Excerpts from point annotation data:
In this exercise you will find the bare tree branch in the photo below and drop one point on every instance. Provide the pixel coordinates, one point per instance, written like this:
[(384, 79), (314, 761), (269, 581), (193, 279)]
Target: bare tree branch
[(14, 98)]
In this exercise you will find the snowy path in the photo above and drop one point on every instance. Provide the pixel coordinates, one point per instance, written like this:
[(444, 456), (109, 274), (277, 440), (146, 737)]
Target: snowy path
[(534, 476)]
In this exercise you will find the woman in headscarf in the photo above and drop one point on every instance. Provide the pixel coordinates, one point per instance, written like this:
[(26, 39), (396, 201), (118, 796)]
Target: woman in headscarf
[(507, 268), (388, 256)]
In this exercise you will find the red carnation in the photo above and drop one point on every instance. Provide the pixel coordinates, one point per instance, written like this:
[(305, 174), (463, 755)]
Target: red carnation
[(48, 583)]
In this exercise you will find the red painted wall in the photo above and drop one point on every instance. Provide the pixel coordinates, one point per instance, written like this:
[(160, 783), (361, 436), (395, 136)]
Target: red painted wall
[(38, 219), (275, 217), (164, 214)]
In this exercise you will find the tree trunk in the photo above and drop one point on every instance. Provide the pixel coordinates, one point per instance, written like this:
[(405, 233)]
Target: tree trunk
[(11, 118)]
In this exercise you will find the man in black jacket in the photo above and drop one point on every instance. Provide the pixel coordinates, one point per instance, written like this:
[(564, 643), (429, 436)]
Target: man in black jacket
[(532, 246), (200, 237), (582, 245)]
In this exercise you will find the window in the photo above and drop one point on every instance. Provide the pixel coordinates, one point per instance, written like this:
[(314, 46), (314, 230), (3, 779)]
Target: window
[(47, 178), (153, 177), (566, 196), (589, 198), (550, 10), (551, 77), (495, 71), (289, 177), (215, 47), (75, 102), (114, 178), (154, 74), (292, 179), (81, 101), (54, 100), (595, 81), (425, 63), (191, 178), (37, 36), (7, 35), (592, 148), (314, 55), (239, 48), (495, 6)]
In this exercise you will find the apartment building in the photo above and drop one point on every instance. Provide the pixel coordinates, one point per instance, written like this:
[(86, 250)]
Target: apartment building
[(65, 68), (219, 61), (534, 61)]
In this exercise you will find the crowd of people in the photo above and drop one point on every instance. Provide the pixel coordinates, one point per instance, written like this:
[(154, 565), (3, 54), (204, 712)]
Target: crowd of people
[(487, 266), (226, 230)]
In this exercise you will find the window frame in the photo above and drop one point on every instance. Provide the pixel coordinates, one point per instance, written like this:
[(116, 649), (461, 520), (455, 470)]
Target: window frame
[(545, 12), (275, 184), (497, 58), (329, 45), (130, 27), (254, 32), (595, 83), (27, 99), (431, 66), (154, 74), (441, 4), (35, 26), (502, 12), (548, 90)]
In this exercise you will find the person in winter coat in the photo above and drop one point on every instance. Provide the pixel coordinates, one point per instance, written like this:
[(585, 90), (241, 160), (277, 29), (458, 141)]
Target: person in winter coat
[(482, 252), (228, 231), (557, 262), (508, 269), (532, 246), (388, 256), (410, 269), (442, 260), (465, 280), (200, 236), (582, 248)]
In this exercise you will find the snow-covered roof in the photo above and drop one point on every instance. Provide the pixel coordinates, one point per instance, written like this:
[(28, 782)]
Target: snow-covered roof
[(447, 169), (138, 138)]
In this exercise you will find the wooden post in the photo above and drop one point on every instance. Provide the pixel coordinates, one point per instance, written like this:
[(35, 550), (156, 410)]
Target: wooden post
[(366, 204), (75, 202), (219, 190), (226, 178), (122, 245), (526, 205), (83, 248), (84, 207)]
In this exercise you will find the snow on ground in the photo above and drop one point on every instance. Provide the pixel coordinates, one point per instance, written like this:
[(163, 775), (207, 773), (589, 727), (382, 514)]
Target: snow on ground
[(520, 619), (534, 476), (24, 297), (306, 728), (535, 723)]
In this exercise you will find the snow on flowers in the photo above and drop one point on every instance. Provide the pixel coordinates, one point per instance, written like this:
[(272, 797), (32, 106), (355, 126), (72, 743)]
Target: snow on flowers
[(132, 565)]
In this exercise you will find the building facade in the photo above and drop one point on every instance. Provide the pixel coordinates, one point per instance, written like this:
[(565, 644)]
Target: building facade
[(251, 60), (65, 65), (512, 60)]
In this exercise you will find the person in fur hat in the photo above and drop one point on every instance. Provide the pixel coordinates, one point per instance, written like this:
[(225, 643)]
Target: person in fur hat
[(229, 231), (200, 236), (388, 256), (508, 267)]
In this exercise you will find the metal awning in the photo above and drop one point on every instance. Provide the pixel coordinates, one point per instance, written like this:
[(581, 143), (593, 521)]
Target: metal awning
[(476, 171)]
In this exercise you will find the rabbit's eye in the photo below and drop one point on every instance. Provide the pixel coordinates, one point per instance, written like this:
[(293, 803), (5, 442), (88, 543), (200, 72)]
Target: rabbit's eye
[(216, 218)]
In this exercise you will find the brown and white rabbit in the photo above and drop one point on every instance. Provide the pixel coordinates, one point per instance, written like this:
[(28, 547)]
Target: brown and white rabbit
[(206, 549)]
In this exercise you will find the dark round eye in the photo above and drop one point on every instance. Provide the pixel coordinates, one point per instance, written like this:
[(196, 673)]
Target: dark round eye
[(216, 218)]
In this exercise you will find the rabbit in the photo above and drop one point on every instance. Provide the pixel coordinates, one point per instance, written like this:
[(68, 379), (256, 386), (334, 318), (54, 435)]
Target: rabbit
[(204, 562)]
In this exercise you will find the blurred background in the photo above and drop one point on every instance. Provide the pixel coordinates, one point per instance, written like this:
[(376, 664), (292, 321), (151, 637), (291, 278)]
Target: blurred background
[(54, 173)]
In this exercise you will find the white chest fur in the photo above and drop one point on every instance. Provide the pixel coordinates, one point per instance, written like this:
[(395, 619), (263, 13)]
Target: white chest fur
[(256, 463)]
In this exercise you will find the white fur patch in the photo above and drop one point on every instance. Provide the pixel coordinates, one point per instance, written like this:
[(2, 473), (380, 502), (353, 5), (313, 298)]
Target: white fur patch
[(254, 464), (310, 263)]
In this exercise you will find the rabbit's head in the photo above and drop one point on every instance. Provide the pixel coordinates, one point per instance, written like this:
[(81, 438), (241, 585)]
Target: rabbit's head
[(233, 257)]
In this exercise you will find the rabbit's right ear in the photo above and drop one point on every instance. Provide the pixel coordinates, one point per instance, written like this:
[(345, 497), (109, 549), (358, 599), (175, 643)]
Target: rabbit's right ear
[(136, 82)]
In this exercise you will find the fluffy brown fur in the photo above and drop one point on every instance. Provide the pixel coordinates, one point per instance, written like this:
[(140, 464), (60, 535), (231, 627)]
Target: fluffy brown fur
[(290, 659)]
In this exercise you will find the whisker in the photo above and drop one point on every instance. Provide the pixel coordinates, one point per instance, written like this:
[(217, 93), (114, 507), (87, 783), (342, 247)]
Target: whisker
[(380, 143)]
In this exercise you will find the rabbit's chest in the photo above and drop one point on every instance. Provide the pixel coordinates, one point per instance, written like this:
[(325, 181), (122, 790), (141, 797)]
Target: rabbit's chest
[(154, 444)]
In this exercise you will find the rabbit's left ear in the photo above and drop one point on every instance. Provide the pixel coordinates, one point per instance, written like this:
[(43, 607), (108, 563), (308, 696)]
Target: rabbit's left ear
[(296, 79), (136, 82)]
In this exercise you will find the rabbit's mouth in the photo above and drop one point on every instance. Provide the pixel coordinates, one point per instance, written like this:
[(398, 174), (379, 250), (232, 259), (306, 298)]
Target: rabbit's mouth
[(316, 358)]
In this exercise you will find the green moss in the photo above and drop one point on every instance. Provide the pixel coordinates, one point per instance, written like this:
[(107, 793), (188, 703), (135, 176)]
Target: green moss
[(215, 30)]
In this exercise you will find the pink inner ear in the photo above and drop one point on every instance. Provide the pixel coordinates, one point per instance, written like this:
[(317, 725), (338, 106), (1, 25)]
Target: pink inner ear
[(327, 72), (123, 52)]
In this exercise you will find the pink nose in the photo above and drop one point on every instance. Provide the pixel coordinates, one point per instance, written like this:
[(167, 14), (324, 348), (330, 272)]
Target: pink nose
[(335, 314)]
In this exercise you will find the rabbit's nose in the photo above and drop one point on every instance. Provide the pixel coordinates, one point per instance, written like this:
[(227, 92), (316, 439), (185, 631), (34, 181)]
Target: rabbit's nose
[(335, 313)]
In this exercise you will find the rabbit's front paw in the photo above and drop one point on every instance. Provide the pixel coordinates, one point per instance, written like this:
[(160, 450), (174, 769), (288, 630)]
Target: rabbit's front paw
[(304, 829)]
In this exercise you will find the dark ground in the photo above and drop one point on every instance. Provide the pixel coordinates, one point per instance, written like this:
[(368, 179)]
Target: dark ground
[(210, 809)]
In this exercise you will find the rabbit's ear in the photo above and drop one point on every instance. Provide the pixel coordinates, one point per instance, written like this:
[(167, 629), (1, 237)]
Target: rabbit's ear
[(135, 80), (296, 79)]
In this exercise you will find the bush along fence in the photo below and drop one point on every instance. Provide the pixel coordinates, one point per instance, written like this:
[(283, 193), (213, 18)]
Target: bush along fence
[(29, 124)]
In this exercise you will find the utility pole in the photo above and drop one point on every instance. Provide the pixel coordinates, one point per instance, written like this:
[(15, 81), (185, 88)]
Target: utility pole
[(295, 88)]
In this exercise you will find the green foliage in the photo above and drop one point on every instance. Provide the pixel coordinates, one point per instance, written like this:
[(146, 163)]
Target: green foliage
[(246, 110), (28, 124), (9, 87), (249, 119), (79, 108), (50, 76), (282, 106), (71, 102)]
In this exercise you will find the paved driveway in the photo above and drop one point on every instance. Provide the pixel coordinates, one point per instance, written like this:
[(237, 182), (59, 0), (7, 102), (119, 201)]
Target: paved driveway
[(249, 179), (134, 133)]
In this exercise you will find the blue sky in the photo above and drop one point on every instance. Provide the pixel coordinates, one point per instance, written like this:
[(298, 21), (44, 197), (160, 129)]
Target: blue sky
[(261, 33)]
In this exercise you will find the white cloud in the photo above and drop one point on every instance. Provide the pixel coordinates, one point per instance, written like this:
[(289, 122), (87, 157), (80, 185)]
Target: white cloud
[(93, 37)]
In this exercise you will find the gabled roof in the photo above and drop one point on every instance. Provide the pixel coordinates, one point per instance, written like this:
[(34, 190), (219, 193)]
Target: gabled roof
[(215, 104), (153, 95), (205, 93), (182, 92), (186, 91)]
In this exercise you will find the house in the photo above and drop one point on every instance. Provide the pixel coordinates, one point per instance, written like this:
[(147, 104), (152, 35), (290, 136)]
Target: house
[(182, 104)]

- _What the task requires_:
Take the line holding "In this exercise you will find the blue" and all lines after it through the end of the data, and set them down exactly.

- _Output for this exercise_:
In this exercise you will find the blue sky in the photo above and drop one point on every instance. Provide the pixel coordinates, one point per instance, written like this:
[(298, 21), (44, 197), (160, 129)]
Target: blue sky
[(261, 33)]
In this exercise you will find the white cloud in the photo above and drop one point on every instance. Provide the pixel coordinates, one point per instance, written like this:
[(289, 122), (87, 157), (80, 185)]
Target: white cloud
[(93, 37)]
In this exercise you will find the gabled roof in the photo above and drop one point on every instance. Provide the pixel coordinates, one point per instance, written like this:
[(34, 190), (219, 193)]
Target: gabled roof
[(215, 104), (153, 95), (205, 93), (182, 92), (186, 91)]
In this exercise you will find the house in the photo above and drop one point on every instance. Provide the pixel coordinates, one point per instance, written like this:
[(147, 104), (152, 35), (290, 136)]
Target: house
[(182, 104)]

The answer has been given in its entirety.